EXTRACTED MATERIAL
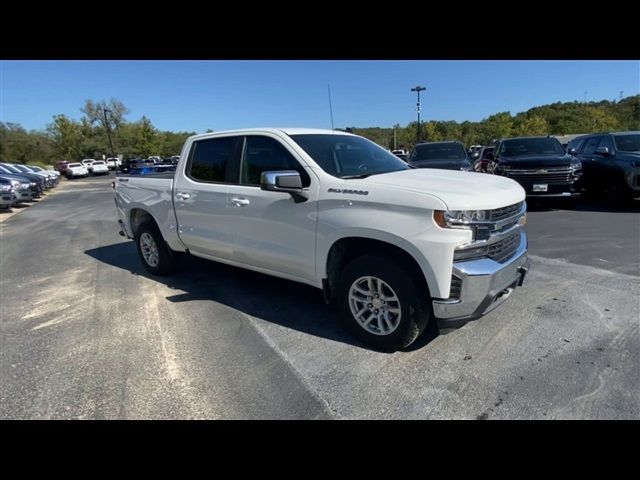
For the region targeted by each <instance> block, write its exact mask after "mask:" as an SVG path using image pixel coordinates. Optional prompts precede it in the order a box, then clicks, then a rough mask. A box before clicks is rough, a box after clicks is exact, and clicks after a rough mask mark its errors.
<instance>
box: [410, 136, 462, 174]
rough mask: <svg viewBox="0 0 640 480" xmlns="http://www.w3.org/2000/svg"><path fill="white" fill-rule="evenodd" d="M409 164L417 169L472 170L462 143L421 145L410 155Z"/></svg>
mask: <svg viewBox="0 0 640 480" xmlns="http://www.w3.org/2000/svg"><path fill="white" fill-rule="evenodd" d="M409 164H411V165H413V166H414V167H417V168H440V169H444V170H464V171H469V170H470V169H471V162H470V160H469V157H468V156H467V152H465V150H464V146H463V145H462V143H461V142H427V143H419V144H417V145H416V146H415V147H413V150H412V151H411V155H409Z"/></svg>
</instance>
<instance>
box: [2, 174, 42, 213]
mask: <svg viewBox="0 0 640 480" xmlns="http://www.w3.org/2000/svg"><path fill="white" fill-rule="evenodd" d="M0 181H2V183H4V184H5V185H6V184H7V183H6V182H7V181H8V182H9V183H10V184H11V186H12V187H13V200H12V205H13V204H16V203H22V202H31V201H33V198H34V195H33V192H32V190H31V183H32V182H30V181H29V180H27V179H24V178H23V179H18V178H16V177H12V176H10V175H5V174H0Z"/></svg>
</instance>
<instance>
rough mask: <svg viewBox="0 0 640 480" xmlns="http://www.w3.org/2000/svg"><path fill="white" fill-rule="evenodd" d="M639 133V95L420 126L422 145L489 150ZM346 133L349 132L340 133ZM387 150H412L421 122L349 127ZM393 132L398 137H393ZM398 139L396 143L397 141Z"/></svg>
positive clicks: (352, 130)
mask: <svg viewBox="0 0 640 480" xmlns="http://www.w3.org/2000/svg"><path fill="white" fill-rule="evenodd" d="M639 129H640V95H635V96H631V97H626V98H623V99H621V100H620V101H617V102H616V101H613V102H611V101H608V100H602V101H599V102H566V103H562V102H557V103H552V104H550V105H543V106H540V107H534V108H531V109H529V110H527V111H526V112H521V113H518V114H517V115H511V113H510V112H499V113H496V114H494V115H491V116H489V117H487V118H485V119H483V120H481V121H479V122H461V123H458V122H455V121H429V122H423V123H422V124H421V138H422V141H427V142H437V141H441V140H459V141H461V142H462V143H464V144H465V146H467V147H469V146H470V145H490V144H492V143H493V141H494V140H497V139H499V138H503V137H515V136H530V135H570V134H578V133H592V132H602V131H626V130H639ZM341 130H345V129H341ZM346 130H348V131H351V132H352V133H355V134H357V135H362V136H363V137H366V138H368V139H370V140H372V141H374V142H376V143H378V144H379V145H382V146H383V147H385V148H389V149H394V148H396V147H397V148H404V149H411V147H413V145H415V143H416V142H417V133H418V122H411V123H409V125H407V126H405V127H401V126H400V125H395V126H394V127H391V128H380V127H369V128H359V127H350V128H348V129H346ZM394 130H395V132H394ZM394 134H395V141H394Z"/></svg>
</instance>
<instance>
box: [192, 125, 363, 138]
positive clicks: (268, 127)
mask: <svg viewBox="0 0 640 480" xmlns="http://www.w3.org/2000/svg"><path fill="white" fill-rule="evenodd" d="M255 132H268V133H285V134H287V135H303V134H306V135H312V134H316V135H317V134H334V135H352V134H351V133H348V132H342V131H339V130H329V129H322V128H274V127H256V128H241V129H237V130H220V131H216V132H208V133H200V134H198V135H193V136H192V137H191V138H202V137H209V136H215V135H221V134H227V133H234V134H243V133H255Z"/></svg>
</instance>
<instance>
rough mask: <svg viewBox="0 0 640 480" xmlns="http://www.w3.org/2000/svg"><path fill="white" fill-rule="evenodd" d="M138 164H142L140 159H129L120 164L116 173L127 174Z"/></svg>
mask: <svg viewBox="0 0 640 480" xmlns="http://www.w3.org/2000/svg"><path fill="white" fill-rule="evenodd" d="M139 164H140V165H141V164H142V159H141V158H129V159H127V160H124V161H123V162H122V164H121V165H120V166H119V167H118V171H119V172H122V173H129V172H130V171H131V170H132V169H134V168H137V167H138V165H139Z"/></svg>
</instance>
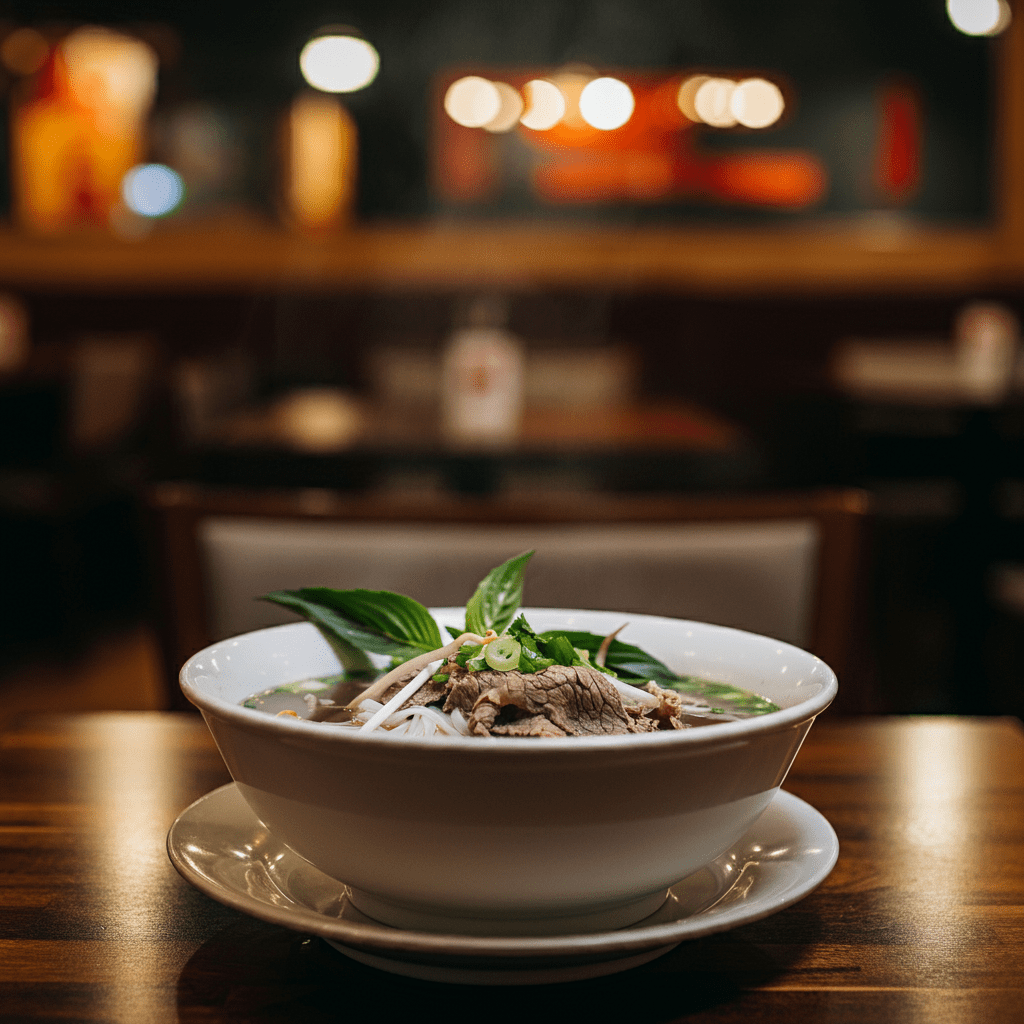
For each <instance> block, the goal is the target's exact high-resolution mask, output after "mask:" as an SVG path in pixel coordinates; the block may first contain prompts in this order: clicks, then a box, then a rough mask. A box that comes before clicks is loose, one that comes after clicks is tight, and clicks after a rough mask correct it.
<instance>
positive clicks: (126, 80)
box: [11, 26, 157, 231]
mask: <svg viewBox="0 0 1024 1024" xmlns="http://www.w3.org/2000/svg"><path fill="white" fill-rule="evenodd" d="M156 87H157V55H156V53H155V52H154V50H153V48H152V47H151V46H148V44H146V43H144V42H142V41H141V40H138V39H135V38H133V37H131V36H127V35H124V34H122V33H119V32H114V31H112V30H110V29H101V28H97V27H94V26H86V27H83V28H81V29H76V30H75V31H74V32H72V33H71V34H70V35H69V36H67V37H66V38H65V39H63V40H62V42H61V43H60V44H59V45H58V46H57V47H56V49H55V50H53V51H51V52H50V55H49V57H48V58H47V65H46V66H45V68H44V69H43V71H42V73H41V74H40V75H39V76H38V78H37V80H36V81H35V82H34V83H33V85H32V93H31V95H28V96H27V97H25V98H24V99H23V100H20V101H19V102H17V103H16V104H15V106H14V110H13V112H12V123H11V134H12V150H13V153H12V177H13V183H14V189H15V210H16V215H17V217H18V220H19V221H20V222H22V223H23V224H25V225H26V226H27V227H30V228H33V229H37V230H41V231H58V230H60V229H62V228H66V227H70V226H73V225H76V224H82V223H91V224H102V225H110V224H111V223H112V222H113V220H114V219H116V218H117V217H118V216H119V215H120V212H121V211H122V209H123V207H122V202H121V182H122V179H123V178H124V176H125V174H127V173H128V171H129V170H130V169H131V168H132V167H133V166H135V165H136V164H138V163H139V162H140V161H141V160H142V158H143V157H144V151H145V127H146V118H147V116H148V112H150V106H151V104H152V102H153V98H154V94H155V92H156Z"/></svg>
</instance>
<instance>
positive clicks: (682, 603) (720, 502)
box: [147, 484, 866, 710]
mask: <svg viewBox="0 0 1024 1024" xmlns="http://www.w3.org/2000/svg"><path fill="white" fill-rule="evenodd" d="M147 512H148V517H150V524H151V537H152V539H153V552H154V562H155V570H156V571H155V580H156V595H155V596H156V598H157V601H156V624H157V629H158V633H159V635H160V637H161V640H162V646H163V651H164V657H165V662H166V671H167V678H168V703H169V706H171V707H182V706H183V705H182V700H181V697H180V694H179V691H178V688H177V683H176V678H177V670H178V668H179V667H180V666H181V664H182V663H183V662H184V660H185V659H186V658H187V657H188V656H190V655H191V654H193V653H195V652H196V651H197V650H199V649H201V648H202V647H204V646H206V645H207V644H209V643H212V642H214V641H215V640H218V639H223V638H224V637H226V636H231V635H234V634H237V633H242V632H246V631H247V630H252V629H258V628H261V627H263V626H269V625H273V624H276V623H282V622H288V621H292V620H294V617H295V616H294V615H292V614H291V613H290V612H288V611H286V610H285V609H282V608H280V607H279V606H276V605H272V604H269V603H267V602H261V601H258V600H257V598H258V597H259V595H260V594H263V593H266V592H267V591H270V590H283V589H295V588H298V587H304V586H329V587H339V588H350V587H367V588H370V589H375V590H392V591H396V592H398V593H406V594H409V595H410V596H412V597H415V598H417V599H418V600H420V601H422V602H423V603H425V604H429V605H434V606H444V605H459V604H463V603H465V601H466V599H467V598H468V597H469V595H470V594H471V593H472V591H473V588H474V587H475V585H476V583H477V582H478V581H479V580H480V578H481V577H482V575H483V574H484V573H485V572H486V571H487V569H489V568H490V567H493V566H494V565H496V564H498V563H500V562H501V561H503V560H504V559H506V558H508V557H510V556H511V555H514V554H518V553H519V552H521V551H524V550H528V549H530V548H534V549H536V550H537V552H538V553H537V555H536V556H535V558H534V560H532V562H531V564H530V567H529V569H528V572H527V578H526V586H525V589H524V604H526V605H532V606H535V607H537V606H542V607H543V606H547V607H588V608H603V607H608V608H621V609H623V611H624V613H627V612H630V611H632V612H651V613H657V614H666V615H672V616H677V617H685V618H696V620H701V621H706V622H716V623H720V624H722V625H726V626H735V627H738V628H741V629H746V630H751V631H753V632H758V633H764V634H767V635H769V636H775V637H778V638H779V639H782V640H786V641H788V642H792V643H796V644H797V645H798V646H801V647H805V648H807V649H808V650H811V651H812V652H814V653H815V654H817V655H818V656H820V657H821V658H822V659H823V660H825V662H826V663H827V664H828V665H830V666H833V667H834V668H835V669H836V671H837V672H838V673H840V674H841V679H842V678H843V676H845V674H846V673H847V670H848V668H849V666H850V665H851V655H852V654H853V653H854V646H855V640H854V636H855V632H856V627H857V623H858V622H859V615H858V611H857V608H858V593H859V586H860V578H861V575H860V568H861V560H862V551H863V523H864V520H865V513H866V498H865V495H864V494H863V493H862V492H859V490H853V489H836V490H815V492H810V493H795V494H765V495H753V496H722V497H692V496H687V497H667V496H651V497H621V496H611V495H580V496H579V497H572V498H568V497H562V498H538V499H537V500H525V499H515V500H512V499H508V500H506V499H502V498H487V499H478V500H473V499H465V498H456V497H451V498H449V497H431V498H416V499H413V498H393V497H384V496H369V495H367V496H356V497H351V496H344V495H340V494H336V493H333V492H324V490H292V492H253V490H240V489H211V488H207V487H199V486H193V485H184V484H162V485H159V486H157V487H155V488H154V489H153V492H152V493H151V494H150V496H148V501H147ZM624 621H626V620H625V617H624ZM842 692H843V688H842V687H841V693H842ZM843 703H844V705H845V706H846V707H847V708H848V710H864V709H863V708H862V707H861V703H862V701H861V700H859V699H854V698H853V697H852V696H851V695H849V694H844V701H843Z"/></svg>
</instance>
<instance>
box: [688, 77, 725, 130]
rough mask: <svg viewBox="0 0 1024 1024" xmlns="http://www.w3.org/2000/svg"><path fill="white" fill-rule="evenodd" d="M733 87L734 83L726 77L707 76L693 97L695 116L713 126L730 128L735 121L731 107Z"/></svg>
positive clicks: (705, 122) (723, 127) (706, 122)
mask: <svg viewBox="0 0 1024 1024" xmlns="http://www.w3.org/2000/svg"><path fill="white" fill-rule="evenodd" d="M735 88H736V83H735V82H730V81H729V80H728V79H727V78H709V79H708V81H707V82H703V83H702V84H701V85H700V88H699V89H697V91H696V94H695V95H694V97H693V109H694V110H695V111H696V114H697V117H698V118H699V119H700V120H701V121H703V123H705V124H709V125H711V126H712V127H713V128H731V127H732V126H733V125H734V124H735V123H736V118H735V115H734V114H733V113H732V109H731V104H732V93H733V91H734V90H735Z"/></svg>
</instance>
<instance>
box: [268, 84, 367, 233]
mask: <svg viewBox="0 0 1024 1024" xmlns="http://www.w3.org/2000/svg"><path fill="white" fill-rule="evenodd" d="M287 128H288V131H287V138H288V143H287V161H288V174H287V184H286V189H285V205H286V207H287V209H288V213H289V215H290V219H291V220H292V222H293V223H294V224H295V225H296V226H297V227H299V228H301V229H303V230H308V231H323V230H326V229H330V228H333V227H338V226H340V225H342V224H343V223H344V222H345V221H346V220H347V219H348V217H349V216H350V214H351V204H352V198H353V195H354V190H355V185H354V181H355V159H356V133H355V125H354V124H353V122H352V119H351V116H350V115H349V114H348V112H347V111H346V110H345V108H344V106H343V105H342V104H341V102H340V101H339V100H338V99H336V98H335V97H334V96H330V95H327V94H325V93H322V92H306V93H303V94H302V95H300V96H298V97H297V98H296V99H295V101H294V102H293V103H292V109H291V111H290V112H289V116H288V124H287Z"/></svg>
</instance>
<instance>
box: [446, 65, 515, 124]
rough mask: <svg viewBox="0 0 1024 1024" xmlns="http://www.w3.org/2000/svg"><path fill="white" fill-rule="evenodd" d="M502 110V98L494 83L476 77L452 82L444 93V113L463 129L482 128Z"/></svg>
mask: <svg viewBox="0 0 1024 1024" xmlns="http://www.w3.org/2000/svg"><path fill="white" fill-rule="evenodd" d="M501 110H502V96H501V93H500V92H499V91H498V87H497V86H496V85H495V83H494V82H488V81H487V80H486V79H485V78H480V77H479V76H478V75H467V76H466V77H465V78H460V79H459V81H458V82H453V83H452V85H450V86H449V89H447V92H445V93H444V111H445V113H446V114H447V116H449V117H450V118H451V119H452V120H453V121H454V122H455V123H456V124H459V125H462V126H463V127H464V128H482V127H483V126H484V125H485V124H488V123H489V122H492V121H494V120H495V119H496V118H497V117H498V116H499V114H501Z"/></svg>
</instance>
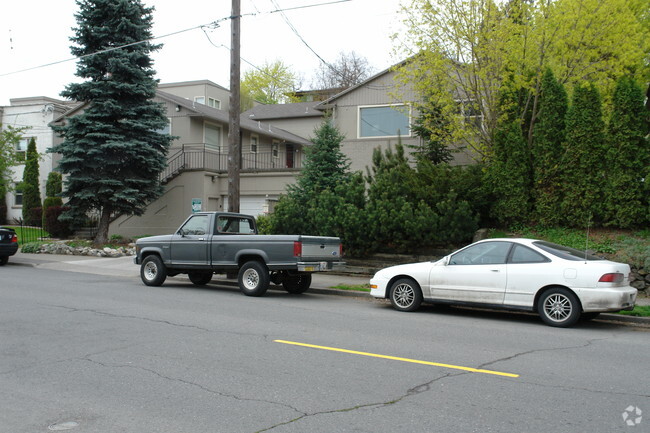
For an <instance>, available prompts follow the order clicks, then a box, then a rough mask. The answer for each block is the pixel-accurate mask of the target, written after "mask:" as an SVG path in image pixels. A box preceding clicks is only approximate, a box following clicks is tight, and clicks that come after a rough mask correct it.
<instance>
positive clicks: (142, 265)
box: [140, 255, 167, 286]
mask: <svg viewBox="0 0 650 433" xmlns="http://www.w3.org/2000/svg"><path fill="white" fill-rule="evenodd" d="M140 278H141V279H142V282H143V283H145V284H146V285H147V286H160V285H162V283H164V282H165V279H166V278H167V269H166V268H165V264H164V263H163V262H162V260H161V259H160V257H158V256H155V255H153V256H147V257H145V259H144V260H143V261H142V265H141V266H140Z"/></svg>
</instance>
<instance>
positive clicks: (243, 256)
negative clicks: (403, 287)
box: [134, 212, 344, 296]
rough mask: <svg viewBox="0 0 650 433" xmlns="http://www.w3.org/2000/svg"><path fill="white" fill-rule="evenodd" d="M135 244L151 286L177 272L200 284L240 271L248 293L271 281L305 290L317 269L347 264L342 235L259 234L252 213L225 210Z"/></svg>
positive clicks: (201, 214)
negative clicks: (311, 235)
mask: <svg viewBox="0 0 650 433" xmlns="http://www.w3.org/2000/svg"><path fill="white" fill-rule="evenodd" d="M135 248H136V256H135V258H134V262H135V263H136V264H138V265H140V277H141V278H142V281H143V282H144V283H145V284H146V285H148V286H160V285H161V284H162V283H163V282H164V281H165V279H166V278H167V276H170V277H173V276H175V275H178V274H187V275H188V276H189V278H190V281H192V283H194V284H197V285H205V284H208V283H209V282H210V281H211V280H212V275H213V274H215V273H223V274H230V275H234V274H237V281H238V283H239V288H240V290H241V291H242V293H244V294H245V295H248V296H262V295H263V294H264V293H266V290H267V289H268V287H269V284H270V283H271V282H273V283H274V284H282V286H283V287H284V288H285V290H286V291H288V292H289V293H303V292H305V291H306V290H307V289H308V288H309V286H310V285H311V274H312V273H313V272H318V271H327V270H331V269H333V268H335V267H338V266H341V265H343V264H344V263H343V262H342V261H341V260H342V257H341V256H342V247H341V241H340V239H339V238H334V237H321V236H303V235H259V234H257V227H256V225H255V218H253V217H252V216H250V215H242V214H237V213H224V212H198V213H195V214H192V215H191V216H190V217H189V218H187V220H185V222H184V223H183V224H182V225H181V226H180V228H179V229H178V230H177V231H176V233H174V234H172V235H162V236H151V237H146V238H141V239H138V240H137V242H136V244H135Z"/></svg>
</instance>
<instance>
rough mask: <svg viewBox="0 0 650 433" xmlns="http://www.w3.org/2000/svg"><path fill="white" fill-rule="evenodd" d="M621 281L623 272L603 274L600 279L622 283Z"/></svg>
mask: <svg viewBox="0 0 650 433" xmlns="http://www.w3.org/2000/svg"><path fill="white" fill-rule="evenodd" d="M621 281H623V274H619V273H609V274H603V276H602V277H600V280H598V282H599V283H620V282H621Z"/></svg>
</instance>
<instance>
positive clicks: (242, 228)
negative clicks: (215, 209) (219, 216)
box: [217, 216, 255, 235]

WHAT THE EXERCISE ASKS
Copy out the records word for word, starting with the first line and going on through the line that contains "164L417 169L472 170L462", and leave the pictures out of your answer.

ANSWER AREA
For the region targeted by each <instance> block, write its exact mask after "mask:" as an SVG path using image pixel coordinates. Optional prompts precede it in the order a box, then clicks, then a rough mask. A box before clicks is rough, a box after clicks is exact, and clicks after a rough mask mark its errors.
<instance>
box: [410, 136, 462, 174]
rough mask: <svg viewBox="0 0 640 480" xmlns="http://www.w3.org/2000/svg"><path fill="white" fill-rule="evenodd" d="M409 164L417 169L472 170L462 143L421 145L410 155Z"/></svg>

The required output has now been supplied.